__EXTRAIT DU DOCUMENT__.
# # # # #

Les juridictions allemandes ont considéré que la première n’est pas
aussi efficace que la seconde pour atteindre les objectifs d’intégration
dans la société et d’acquisition de compétences sociales. Cette
conclusion relève de la marge d’appréciation dont jouissent les États en
la matière et est compatible avec la jurisprudence de la Cour qui
souligne l’importance du pluralisme pour la démocratie. En outre, le
droit pour les parents de donner à leurs enfants une instruction
conforme à leurs convictions religieuses n’a pas fait l’objet d’une
restriction disproportionnée:manifestement mal fondée.

# # # # #

__CONSIGNE__.
Dressez la liste, dans l'ordre d'apparition, des acteurs auxquels l'extrait du document attribue une décision, une marge d'appréciation, une jurisprudence ou un droit.

# # # # #

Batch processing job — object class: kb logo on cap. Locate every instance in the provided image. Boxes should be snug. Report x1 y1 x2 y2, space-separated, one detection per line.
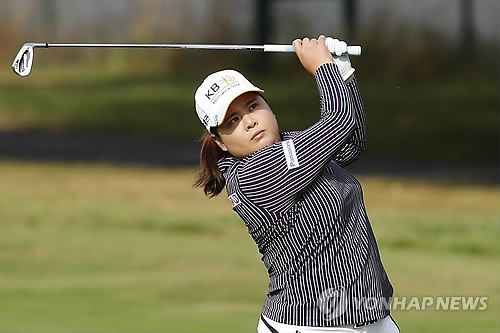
205 75 234 100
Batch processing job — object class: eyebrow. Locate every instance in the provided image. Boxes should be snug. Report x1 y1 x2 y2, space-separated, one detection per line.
223 98 257 123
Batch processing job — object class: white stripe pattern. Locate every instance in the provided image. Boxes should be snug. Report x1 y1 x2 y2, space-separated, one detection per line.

# # # # #

__RÉPONSE__.
- les juridictions allemandes
- les États
- la Cour
- les parents